---------- EXERCISE DATA

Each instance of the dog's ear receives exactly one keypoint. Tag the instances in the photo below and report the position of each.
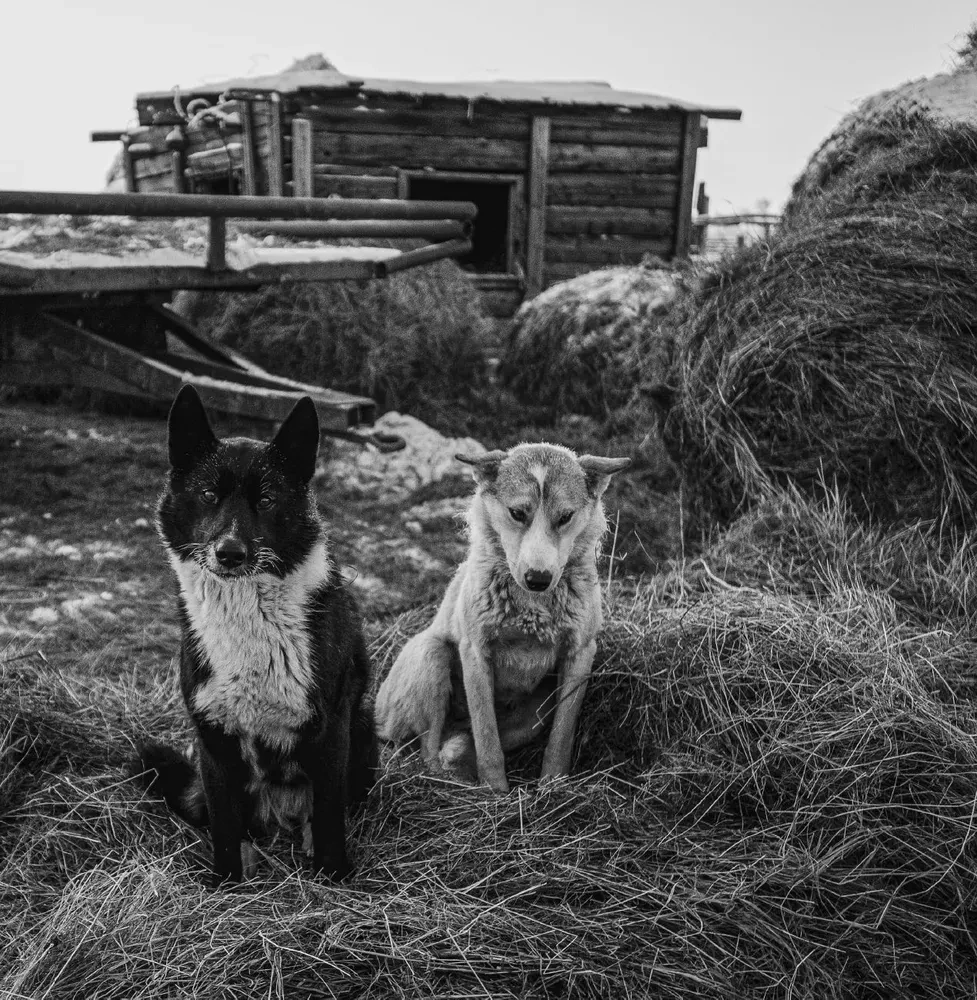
(485, 467)
(599, 471)
(297, 440)
(190, 435)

--------------------

EXERCISE DETAILS: Leaving out only the pictures, return the material above unchanged.

COMPLETED EXERCISE:
Each instance of the dog's ear receives exactly one keypoint. Tag the instances in the photo below and report the position of each.
(485, 467)
(599, 471)
(297, 440)
(190, 435)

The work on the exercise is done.